| Brief |
Transcribe all of the records exactly, leaving every line as it is.

| Available records |
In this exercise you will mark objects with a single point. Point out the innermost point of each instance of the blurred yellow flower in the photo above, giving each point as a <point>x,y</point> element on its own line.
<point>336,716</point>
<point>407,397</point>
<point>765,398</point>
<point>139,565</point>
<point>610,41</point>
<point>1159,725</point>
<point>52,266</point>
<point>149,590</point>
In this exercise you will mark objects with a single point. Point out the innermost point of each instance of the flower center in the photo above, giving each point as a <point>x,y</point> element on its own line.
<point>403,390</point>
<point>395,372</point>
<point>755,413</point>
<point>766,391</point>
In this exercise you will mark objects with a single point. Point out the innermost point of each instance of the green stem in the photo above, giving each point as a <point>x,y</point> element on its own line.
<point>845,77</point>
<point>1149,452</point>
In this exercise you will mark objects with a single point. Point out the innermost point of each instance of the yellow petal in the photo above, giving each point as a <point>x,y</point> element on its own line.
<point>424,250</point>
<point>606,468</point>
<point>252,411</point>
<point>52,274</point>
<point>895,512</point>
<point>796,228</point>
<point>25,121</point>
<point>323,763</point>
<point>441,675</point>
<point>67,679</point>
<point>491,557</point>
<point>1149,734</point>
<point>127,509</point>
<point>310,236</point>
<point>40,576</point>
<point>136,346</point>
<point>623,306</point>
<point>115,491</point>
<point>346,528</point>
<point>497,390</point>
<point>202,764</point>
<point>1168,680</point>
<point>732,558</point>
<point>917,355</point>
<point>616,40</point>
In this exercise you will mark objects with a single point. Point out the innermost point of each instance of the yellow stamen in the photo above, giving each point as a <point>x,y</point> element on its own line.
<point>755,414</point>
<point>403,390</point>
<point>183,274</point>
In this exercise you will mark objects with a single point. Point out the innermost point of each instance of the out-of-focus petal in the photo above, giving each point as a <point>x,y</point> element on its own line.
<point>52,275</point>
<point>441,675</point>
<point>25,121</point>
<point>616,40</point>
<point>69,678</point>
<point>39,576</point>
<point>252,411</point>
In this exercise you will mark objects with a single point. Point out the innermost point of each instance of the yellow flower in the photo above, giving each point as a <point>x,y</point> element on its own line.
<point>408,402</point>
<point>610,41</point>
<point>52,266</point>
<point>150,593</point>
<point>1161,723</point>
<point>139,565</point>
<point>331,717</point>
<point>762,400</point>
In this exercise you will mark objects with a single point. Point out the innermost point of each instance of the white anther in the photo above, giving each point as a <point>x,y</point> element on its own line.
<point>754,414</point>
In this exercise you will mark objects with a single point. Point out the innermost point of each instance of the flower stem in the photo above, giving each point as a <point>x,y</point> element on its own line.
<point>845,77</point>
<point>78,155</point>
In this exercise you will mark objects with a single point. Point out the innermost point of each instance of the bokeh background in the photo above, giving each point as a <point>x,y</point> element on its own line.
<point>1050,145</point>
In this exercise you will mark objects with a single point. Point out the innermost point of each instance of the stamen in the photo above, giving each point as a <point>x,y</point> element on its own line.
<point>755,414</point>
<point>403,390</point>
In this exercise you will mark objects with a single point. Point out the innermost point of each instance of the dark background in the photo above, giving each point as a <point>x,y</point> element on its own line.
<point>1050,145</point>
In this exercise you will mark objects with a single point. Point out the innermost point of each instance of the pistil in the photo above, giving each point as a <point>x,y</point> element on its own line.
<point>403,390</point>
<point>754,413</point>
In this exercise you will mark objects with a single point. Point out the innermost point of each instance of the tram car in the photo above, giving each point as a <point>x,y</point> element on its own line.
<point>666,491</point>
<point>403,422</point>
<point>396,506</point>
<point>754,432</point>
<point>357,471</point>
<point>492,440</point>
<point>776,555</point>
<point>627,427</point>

| Response area |
In this exercise you will mark objects with a single point. Point out the innermost point of each instance of the blurred yellow flower in the photo above, giving each point as a <point>x,y</point> element on its own line.
<point>336,716</point>
<point>407,397</point>
<point>765,398</point>
<point>139,565</point>
<point>610,41</point>
<point>1159,725</point>
<point>52,266</point>
<point>149,590</point>
In this exercise you will mark objects with a single point. Point out the innermost point of each instance of the flower center in the photo above, giving each point as a <point>x,y</point> element on its own line.
<point>403,390</point>
<point>395,372</point>
<point>755,413</point>
<point>766,391</point>
In this exercise you will mark objects with a single point. Point out the innermost point of each instance of the green stem in the photo above, giving each point as a <point>x,y</point> element on its own line.
<point>845,77</point>
<point>1149,452</point>
In this exercise you will mark objects with a single point. Point out the innermost point of each instance of the yellow petal in the photo above, giving each point as a <point>x,y</point> element on its own line.
<point>424,250</point>
<point>606,468</point>
<point>252,411</point>
<point>52,274</point>
<point>895,512</point>
<point>796,228</point>
<point>25,121</point>
<point>323,763</point>
<point>441,675</point>
<point>67,679</point>
<point>491,557</point>
<point>1149,734</point>
<point>127,509</point>
<point>310,236</point>
<point>40,576</point>
<point>136,346</point>
<point>623,306</point>
<point>115,491</point>
<point>346,528</point>
<point>497,390</point>
<point>202,764</point>
<point>1168,680</point>
<point>732,558</point>
<point>917,355</point>
<point>616,40</point>
In this exercise you will mark objects with a single point. Point out the innermost point of each instance of the yellow stamen in the photo above, giving each point as a <point>x,y</point> element on its own line.
<point>755,414</point>
<point>403,390</point>
<point>183,274</point>
In this exercise you will mark objects with a single point. Point out the innermost point of each instance of the out-of-focus petal in the photo above, giving each point as a <point>x,y</point> element on its own line.
<point>52,275</point>
<point>441,675</point>
<point>25,121</point>
<point>616,40</point>
<point>69,678</point>
<point>39,576</point>
<point>252,411</point>
In this exercise you will mark objects with a single point. Point out the innermost point of each instance of the yellow flower in the photo above, giving each point as a <point>x,y</point> element on its own line.
<point>408,402</point>
<point>610,41</point>
<point>52,266</point>
<point>150,593</point>
<point>1161,723</point>
<point>139,565</point>
<point>331,717</point>
<point>762,400</point>
In this exercise you will mark objects with a single point. Point out the innermost point of each instance of the white anther in the photo above, giving each point as a <point>x,y</point> element on its own line.
<point>754,414</point>
In this exercise you will mark objects with a single point. Point out the innermost point of each instance of the flower stem in the photo above, giving each point as a <point>x,y</point> element on its own line.
<point>845,77</point>
<point>78,155</point>
In this exercise you will mark objects with a single point. Point out the innermost point of each instance of the bokeh background in the photo above, giving each point as a <point>x,y</point> element on its own line.
<point>1050,145</point>
In this exercise you will mark objects with a single point. Point out the innermost point of each instance of the stamen in the photo above, giving each point as a <point>x,y</point> element on its own line.
<point>755,414</point>
<point>403,390</point>
In this exercise you will mark objects with a single point. Point out the innermost point of each instance of the dark background in the photo above, giving each point as a <point>x,y</point> element on its own line.
<point>1050,145</point>
In this exercise you will mark objects with a single point. Point out the innermost point of each instance of the pistil in the photo above, giving each point as a <point>x,y</point> element on its own line.
<point>403,390</point>
<point>754,413</point>
In this exercise you will mark objects with a single point. Point out the innermost point of each instance of the tram car in the photo above, giving each point as a <point>x,y</point> element on its own line.
<point>666,491</point>
<point>403,422</point>
<point>396,506</point>
<point>754,432</point>
<point>357,471</point>
<point>492,440</point>
<point>776,555</point>
<point>627,427</point>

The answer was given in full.